### [What you should do]
Pull every line containing "woman" out of the material below.

[[ Input for this task, beginning ]]

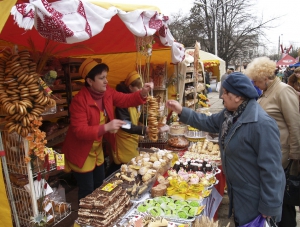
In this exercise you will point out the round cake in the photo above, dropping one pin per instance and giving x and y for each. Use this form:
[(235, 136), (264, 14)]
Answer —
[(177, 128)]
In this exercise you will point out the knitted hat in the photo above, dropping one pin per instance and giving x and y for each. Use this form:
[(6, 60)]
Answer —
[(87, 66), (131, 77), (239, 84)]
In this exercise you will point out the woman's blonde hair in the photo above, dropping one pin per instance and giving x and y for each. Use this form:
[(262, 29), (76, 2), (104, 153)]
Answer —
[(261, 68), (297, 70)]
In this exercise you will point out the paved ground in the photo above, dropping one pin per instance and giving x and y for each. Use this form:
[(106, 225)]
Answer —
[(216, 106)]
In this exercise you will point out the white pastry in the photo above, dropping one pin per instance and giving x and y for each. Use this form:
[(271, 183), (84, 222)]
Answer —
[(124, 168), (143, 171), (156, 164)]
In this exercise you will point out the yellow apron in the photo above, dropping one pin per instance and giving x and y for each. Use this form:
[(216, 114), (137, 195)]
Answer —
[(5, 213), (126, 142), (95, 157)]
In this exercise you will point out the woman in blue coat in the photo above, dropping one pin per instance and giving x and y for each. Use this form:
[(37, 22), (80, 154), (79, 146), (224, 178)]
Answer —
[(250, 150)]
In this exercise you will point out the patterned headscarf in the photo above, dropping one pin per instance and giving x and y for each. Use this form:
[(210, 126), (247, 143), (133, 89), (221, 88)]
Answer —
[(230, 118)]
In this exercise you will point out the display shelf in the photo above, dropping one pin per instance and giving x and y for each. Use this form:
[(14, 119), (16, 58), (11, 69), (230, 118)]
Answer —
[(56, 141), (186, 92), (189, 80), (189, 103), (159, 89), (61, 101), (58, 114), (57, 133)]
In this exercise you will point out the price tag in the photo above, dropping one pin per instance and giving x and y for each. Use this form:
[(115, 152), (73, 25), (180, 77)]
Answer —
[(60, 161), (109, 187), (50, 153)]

[[ Input for this task, end ]]
[[ Input for this task, beginning ]]

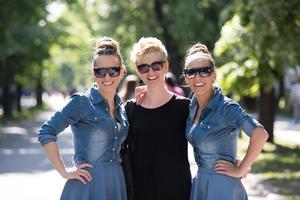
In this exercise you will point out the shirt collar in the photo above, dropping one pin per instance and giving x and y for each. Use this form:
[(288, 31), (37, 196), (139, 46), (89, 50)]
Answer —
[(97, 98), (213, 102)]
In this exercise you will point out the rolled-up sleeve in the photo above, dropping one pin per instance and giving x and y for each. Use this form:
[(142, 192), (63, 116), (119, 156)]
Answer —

[[ Input for this task, end ]]

### [Exercise answer]
In this exercise you will point out the woman's blonde hair in the photo above, dropping one pin per instance and giving x and y for each. Use this form:
In this exercise you will point out the woman in blue coat in the photo above, dropping one pin per instance and giving x and y for each. Use this form:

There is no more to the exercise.